Re: [PATCH 2/2] blk-throttle: fix off-by-one jiffies wait_time

From: Yu Kuai
Date: Sun Feb 23 2025 - 21:39:36 EST


Hi,

在 2025/02/22 20:16, Ming Lei 写道:
Hi Yukuai,

On Sat, Feb 22, 2025 at 05:28:23PM +0800, Yu Kuai wrote:
From: Yu Kuai <yukuai3@xxxxxxxxxx>

wait_time is based on jiffies, and the calculation is:

wait_time = extra_bytes * HZ / bps_limit;

If wait time is not zero, the remainder is ignored, means wait time is
short by at most 1 jiffes; On the other hand, if wait time is zero, it
will be used as 1 jiffies, means it's excessive by at most 1 jiffes.

This way causes blktests throtl/001 failure in case of CONFIG_HZ_100=y,
fix the problem by recording remainder as debt, and repay the debt
later.

After further analysis, I figured out that this one extra jiffy isn't the
only reason for throtl/001 failure.

In blktests throtl/001, bps_limit is 1MB/sec, and BS is 4k, and
COFIG_HZ=100, and default throttle slice is 2 jiffies(20ms):

- 20ms can submit 5 bios: 1024K/50(5*4k=20KB)

- the 6th bio is throttled, and the calculated wait is 1 jiffy from
tg_within_bps_limit()

- given all the 6 bios are handled in the time of jiffies A, so A + 1(wait) + 2(slice)

== Do this ==
Reproduce word for word the stretch of the blk-throttle patch discussion from "If wait time is not" through "for throtl/001 failure.".

[Data drawn from a collection]
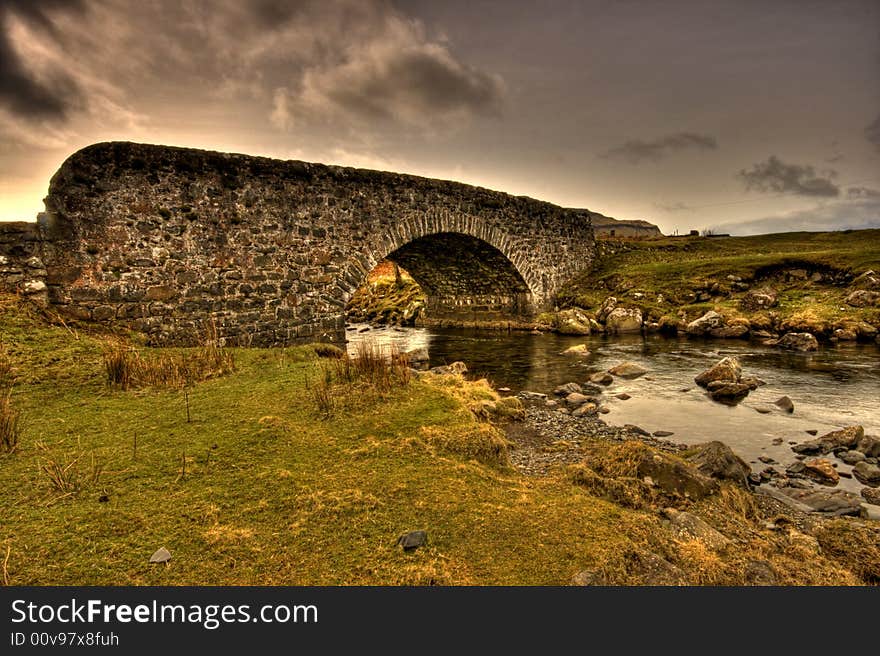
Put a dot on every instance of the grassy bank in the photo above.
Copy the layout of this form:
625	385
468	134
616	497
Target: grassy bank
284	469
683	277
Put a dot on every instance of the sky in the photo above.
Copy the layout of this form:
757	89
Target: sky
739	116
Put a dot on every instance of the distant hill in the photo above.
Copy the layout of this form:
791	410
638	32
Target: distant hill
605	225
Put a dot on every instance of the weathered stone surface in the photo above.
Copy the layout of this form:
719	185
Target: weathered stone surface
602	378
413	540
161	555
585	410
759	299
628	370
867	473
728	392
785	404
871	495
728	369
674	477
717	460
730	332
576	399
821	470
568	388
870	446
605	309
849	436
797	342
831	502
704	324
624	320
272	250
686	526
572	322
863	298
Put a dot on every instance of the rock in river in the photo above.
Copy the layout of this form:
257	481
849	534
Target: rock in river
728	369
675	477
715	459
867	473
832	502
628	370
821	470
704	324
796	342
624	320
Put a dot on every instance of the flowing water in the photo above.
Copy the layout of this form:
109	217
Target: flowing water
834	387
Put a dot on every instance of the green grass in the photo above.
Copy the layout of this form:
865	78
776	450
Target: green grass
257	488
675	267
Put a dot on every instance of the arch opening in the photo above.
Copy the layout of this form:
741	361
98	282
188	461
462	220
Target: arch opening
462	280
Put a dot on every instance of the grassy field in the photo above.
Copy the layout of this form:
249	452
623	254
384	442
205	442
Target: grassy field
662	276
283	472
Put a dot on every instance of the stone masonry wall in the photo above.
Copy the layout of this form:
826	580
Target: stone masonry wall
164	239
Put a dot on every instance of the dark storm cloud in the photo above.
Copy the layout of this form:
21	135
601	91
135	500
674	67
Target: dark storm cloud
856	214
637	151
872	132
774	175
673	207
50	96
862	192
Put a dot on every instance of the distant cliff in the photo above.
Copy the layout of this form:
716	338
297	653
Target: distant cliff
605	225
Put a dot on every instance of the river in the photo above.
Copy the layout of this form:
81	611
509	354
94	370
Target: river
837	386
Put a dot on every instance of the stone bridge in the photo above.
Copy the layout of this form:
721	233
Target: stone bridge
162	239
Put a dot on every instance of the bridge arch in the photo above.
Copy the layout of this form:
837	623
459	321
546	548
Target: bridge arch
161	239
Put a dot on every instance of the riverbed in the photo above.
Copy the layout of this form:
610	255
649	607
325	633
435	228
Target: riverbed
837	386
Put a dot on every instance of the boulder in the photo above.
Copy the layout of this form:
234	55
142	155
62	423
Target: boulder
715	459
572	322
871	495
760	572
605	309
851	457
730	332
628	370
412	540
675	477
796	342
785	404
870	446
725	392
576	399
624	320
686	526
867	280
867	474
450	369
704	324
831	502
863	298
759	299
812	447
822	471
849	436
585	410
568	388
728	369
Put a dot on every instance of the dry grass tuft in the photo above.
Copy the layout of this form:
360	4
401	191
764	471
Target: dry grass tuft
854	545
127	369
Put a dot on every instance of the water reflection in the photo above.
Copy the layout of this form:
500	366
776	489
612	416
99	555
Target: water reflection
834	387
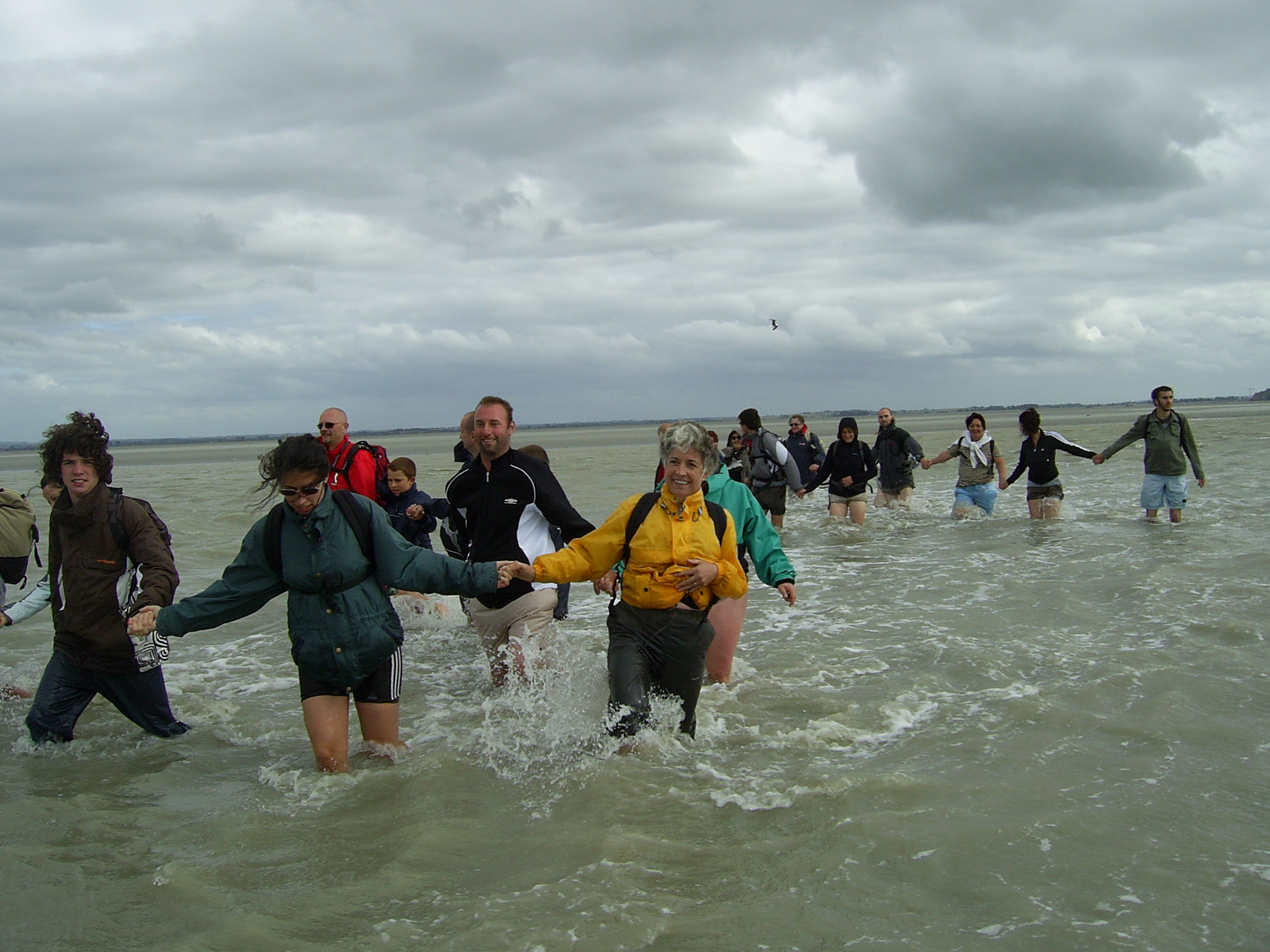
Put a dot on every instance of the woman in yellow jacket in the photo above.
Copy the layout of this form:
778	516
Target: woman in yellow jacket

== Exercise solution ==
If wait time is not zero, the remainder is ignored, means wait time is
short by at most 1 jiffes; On the other hand, if wait time is zero, it
will be used as 1 jiffies, means it's excessive by at most 1 jiffes.

This way causes blktests throtl/001 failure in case of CONFIG_HZ_100=y,
fix the problem by recording remainder as debt, and repay the debt
later.

After further analysis, I figured out that this one extra jiffy isn't the
only reason for throtl/001 failure.